## TRECHO SELECIONADO
Os pequenos delitos nossos de cada dia

Por Francisco Guarisa*

Historicamente, o Brasil sempre conviveu com diversos conflitos éticos, desde os mais comuns até os considerados complexos, que só aparecem quando bem investigados e transformados em “escândalos”. Porém, em meados da década de 70, um fato marcante passou a fazer parte de nossas vidas, através da famosa Lei de Gerson, propagada por uma marca de cigarros e protagonizado pelo craque homônimo do futebol. Seu slogan “gosto de levar vantagem em tudo, certo?” foi a cereja que faltava no bolo da hipocrisia social, passando a legitimar no inconsciente coletivo os pequenos delitos que, de alguma forma, coexistem desde o Brasil Colônia.

A partir daí, difundiu-se o “jeitinho brasileiro” de fazer o errado parecer certo. O querer levar vantagem contaminou as relações e ajudou a legitimar questões ligadas à corrupção, por exemplo, que passaram a ser mais toleradas e tragadas pelo cotidiano antiético. Então, como falar de ética em uma sociedade que, em linhas gerais, passa a percepção de que preza pela sua falta?

## DADOS FORNECIDOS

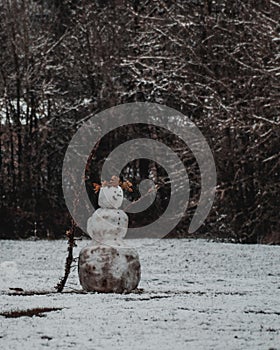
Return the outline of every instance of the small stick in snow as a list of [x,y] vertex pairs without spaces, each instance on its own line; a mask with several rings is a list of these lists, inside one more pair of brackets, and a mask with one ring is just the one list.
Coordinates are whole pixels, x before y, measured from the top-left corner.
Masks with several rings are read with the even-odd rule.
[[66,231],[66,236],[68,239],[68,256],[65,262],[64,276],[63,278],[61,278],[59,283],[55,286],[55,289],[57,290],[58,293],[61,293],[63,291],[63,288],[65,287],[66,281],[71,271],[71,265],[73,262],[73,248],[75,246],[75,238],[74,238],[75,228],[76,228],[76,224],[72,220],[72,225],[70,230]]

## SUAS TAREFAS
- 1) Diga se cada afirmação abaixo está de acordo com o texto sobre os pequenos delitos, respondendo sim ou não e citando literalmente as palavras do texto que decidem a questão. (a) A Lei de Gerson foi divulgada por uma marca de cigarros. (b) A Lei de Gerson surgiu no início da década de 80. (c) Segundo o texto, questões ligadas à corrupção passaram a ser menos toleradas.
- 2) Extraia do texto sobre os pequenos delitos o trecho que começa nas palavras "Por Francisco Guarisa*" e termina depois das palavras "o Brasil Colônia.".

## RESPOSTAS POR TAREFA
- 1)
(a) Sim: "propagada por uma marca de cigarros".
(b) Não: "em meados da década de 70".
(c) Não: "passaram a ser mais toleradas e tragadas pelo cotidiano antiético".

- 2)
Por Francisco Guarisa*

Historicamente, o Brasil sempre conviveu com diversos conflitos éticos, desde os mais comuns até os considerados complexos, que só aparecem quando bem investigados e transformados em “escândalos”. Porém, em meados da década de 70, um fato marcante passou a fazer parte de nossas vidas, através da famosa Lei de Gerson, propagada por uma marca de cigarros e protagonizado pelo craque homônimo do futebol. Seu slogan “gosto de levar vantagem em tudo, certo?” foi a cereja que faltava no bolo da hipocrisia social, passando a legitimar no inconsciente coletivo os pequenos delitos que, de alguma forma, coexistem desde o Brasil Colônia.